== Work order ==
Could you find each line of the data below that contains the word "query" and copy those lines?

[Referring expression pointing data]
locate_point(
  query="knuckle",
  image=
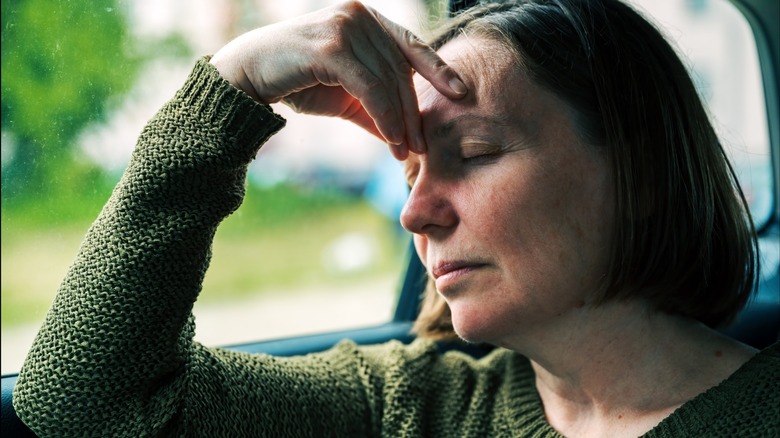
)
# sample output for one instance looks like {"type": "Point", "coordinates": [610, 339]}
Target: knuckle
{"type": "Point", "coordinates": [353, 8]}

==

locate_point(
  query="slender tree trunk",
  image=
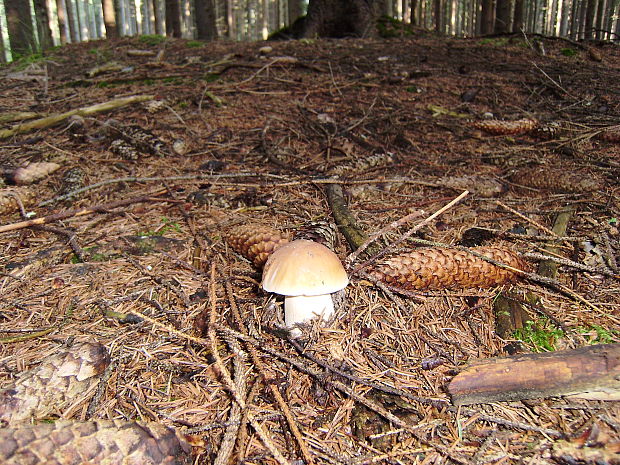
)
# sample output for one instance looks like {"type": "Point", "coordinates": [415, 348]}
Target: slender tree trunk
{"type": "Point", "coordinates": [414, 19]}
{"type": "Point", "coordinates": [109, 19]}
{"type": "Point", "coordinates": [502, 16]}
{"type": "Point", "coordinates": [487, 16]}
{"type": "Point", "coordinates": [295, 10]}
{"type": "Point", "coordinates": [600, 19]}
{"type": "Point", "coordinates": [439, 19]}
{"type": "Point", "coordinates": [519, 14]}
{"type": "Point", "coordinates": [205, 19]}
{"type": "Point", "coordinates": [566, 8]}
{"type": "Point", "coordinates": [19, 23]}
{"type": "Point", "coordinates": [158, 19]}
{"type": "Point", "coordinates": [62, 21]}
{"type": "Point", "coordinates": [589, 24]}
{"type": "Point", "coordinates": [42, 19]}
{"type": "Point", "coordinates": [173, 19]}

* * *

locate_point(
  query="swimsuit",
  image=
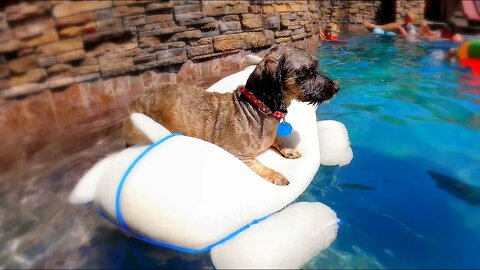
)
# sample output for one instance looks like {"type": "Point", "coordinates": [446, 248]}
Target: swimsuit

== Written response ==
  query="knuckle",
  query="slender tree trunk",
  query="swimsuit",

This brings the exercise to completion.